## Brano del documento
· · ·

Perché gli insegnanti amano più i numeri delle parole?

La valutazione a partire dal Disegno di legge 924 bis

Le convulsioni legislative che periodicamente hanno tolto (o tentato di togliere) e riportato (o tentato di riportare) i voti numerici nelle scuole del primo ciclo si saldano con il fascino esercitato tradizionalmente, nella scuola del secondo ciclo, dal numero, che viene utilizzato tanto per gli apprendimenti nelle discipline quanto per la condotta e l’Educazione civica: ambiti, questi ultimi, decisamente più afferenti alla dimensione qualitativa della parola che a quella quantitativa del numero. Con più cautela, nella secondaria di primo grado il numero sopravvive nella valutazione periodica e finale (ma gran parte dei docenti lo usa sempre). Il disegno di legge 924-bis[1], attualmente in discussione al Senato, intende riportare il numero anche in sede di condotta.

· · ·

## Elementi

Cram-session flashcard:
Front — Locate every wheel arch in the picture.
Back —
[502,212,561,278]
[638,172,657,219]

· · ·

## Sfide
• 1. Secondo il brano sulla valutazione scolastica, per quali ambiti la scuola del secondo ciclo usa il numero? Elencali tutti.
• 2. Prosegui il brano sui voti numerici a scuola dopo la sua ultima frase.

## Risposte
• 1. Gli apprendimenti nelle discipline, la condotta e l'Educazione civica.

• 2.
La valutazione tra numeri e parole

La scuola primaria è un campo di osservazione molto interessante in ordine al rapporto tra numero e parola. Infatti, il disegno di legge prima citato nel suo iter parlamentare sta subendo un’evoluzione alquanto rivelativa di tale oscillazione amletica, se si considera che dall’ipotesi del ritorno al voto numerico nella valutazione finale del comportamento si è passati all’attribuzione di giudizi sintetici e non si sa ancora se ai giudizi sintetici verranno affiancati livelli di apprendimento, ma al contempo rientrerebbe il voto in decimi nella valutazione quadrimestrale. Non si vorrebbe essere nei panni dei docenti di questo grado di istruzione.

Insomma, da diverso tempo ormai in campo valutativo il numero e la parola si contendono il campo.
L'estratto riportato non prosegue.